## ASSIGNED TASK A
Condense the paragraph beginning "Methods Participants on the ICE list" from the passage on ICE injury indicators into a brief list that keeps its main facts.
## ASSIGNED TASK B
Carry on the passage on ICE injury indicators from the point where it stops.

## SUPPLIED PASSAGE
----------------
Background The International Collaborative Effort (ICE) on Injury Statistics called for an effort ‘to reach consensus on what are the 10 most important indicators of injury incidence that offer the potential for international comparisons and for regional or global monitoring.’

Objectives To describe the process of developing the ICE indicators and to present the specifications of selected injury mortality indicators, along with comparisons between selected countries for those specified indicators.

Methods Participants on the ICE list had been asked to send to one of the authors what they considered the most important five indicators of injury incidence. These were synthesised and presented under six themes: mortality indicators (general); mortality indicators (motor vehicle); mortality indicators (other); hospital data-based (overall); hospital data-based (traumatic brain injury (TBI)); long-term disability (overall). Following two work group discussions and after drafting and revising indicator specifications, agreement was reached on mortality indicators and specifications. Specifications for those mortality indicators are presented. Morbidity indicators are still to be agreed.
----------------
Saved data entries:
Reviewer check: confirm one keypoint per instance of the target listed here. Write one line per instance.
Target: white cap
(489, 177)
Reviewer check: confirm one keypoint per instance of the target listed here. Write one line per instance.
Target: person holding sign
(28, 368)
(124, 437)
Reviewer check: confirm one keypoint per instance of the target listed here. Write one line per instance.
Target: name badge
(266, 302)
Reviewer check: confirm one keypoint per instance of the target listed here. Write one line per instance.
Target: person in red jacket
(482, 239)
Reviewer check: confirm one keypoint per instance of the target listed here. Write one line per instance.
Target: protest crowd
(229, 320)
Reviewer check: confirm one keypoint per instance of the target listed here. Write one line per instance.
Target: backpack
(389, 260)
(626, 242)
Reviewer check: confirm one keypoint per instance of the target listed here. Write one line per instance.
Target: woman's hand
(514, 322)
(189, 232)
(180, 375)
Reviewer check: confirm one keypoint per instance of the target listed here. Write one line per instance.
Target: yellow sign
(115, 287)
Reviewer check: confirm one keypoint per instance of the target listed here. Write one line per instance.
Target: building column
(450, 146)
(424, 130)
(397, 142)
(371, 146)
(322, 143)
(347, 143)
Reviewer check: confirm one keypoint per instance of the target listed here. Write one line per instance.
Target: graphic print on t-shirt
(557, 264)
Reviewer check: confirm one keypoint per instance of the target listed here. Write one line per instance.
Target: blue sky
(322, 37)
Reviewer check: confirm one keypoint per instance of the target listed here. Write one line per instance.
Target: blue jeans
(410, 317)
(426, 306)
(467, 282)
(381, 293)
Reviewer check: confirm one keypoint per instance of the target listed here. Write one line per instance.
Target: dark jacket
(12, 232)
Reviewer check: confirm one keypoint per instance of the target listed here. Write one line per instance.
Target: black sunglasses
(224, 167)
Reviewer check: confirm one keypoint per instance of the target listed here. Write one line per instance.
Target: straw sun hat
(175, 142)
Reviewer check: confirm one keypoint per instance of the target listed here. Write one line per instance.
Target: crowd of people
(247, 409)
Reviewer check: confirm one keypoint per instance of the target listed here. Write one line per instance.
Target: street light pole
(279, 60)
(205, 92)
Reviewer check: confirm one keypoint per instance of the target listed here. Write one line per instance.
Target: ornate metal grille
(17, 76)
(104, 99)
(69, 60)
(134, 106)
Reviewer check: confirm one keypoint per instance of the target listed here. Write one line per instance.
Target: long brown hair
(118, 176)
----------------
## REPLY A
- ICE list participants each sent one of the authors their five most important indicators of injury incidence.
- The suggestions were synthesized under six themes:
  - mortality indicators (general)
  - mortality indicators (motor vehicle)
  - mortality indicators (other)
  - hospital data-based (overall)
  - hospital data-based (traumatic brain injury)
  - long-term disability (overall)
- Two work group discussions were held, and indicator specifications were drafted and revised. Agreement was then reached on the mortality indicators and their specifications.
- Specifications for the mortality indicators are presented.
- Morbidity indicators have not yet been agreed.

## REPLY B
Results The mortality indicators proposed were age-adjusted rates of injury death; motor vehicle traffic crash-related death; self-harm/suicide; assault/homicide; and TBI death. The empirical work highlighted difficulties in identifying TBI in countries where mortality data do not capture multiple injuries, prompting us to drop the mortality indicator related to TBI and moving us instead to introduce an indicator to monitor the use of undetermined intent in the classification of injury mortality.

Conclusion The ICE has reached a consensus on what injury mortality indicators should be used for comparison between countries. Specifications for each of these have been applied successfully to the mortality data of seven countries.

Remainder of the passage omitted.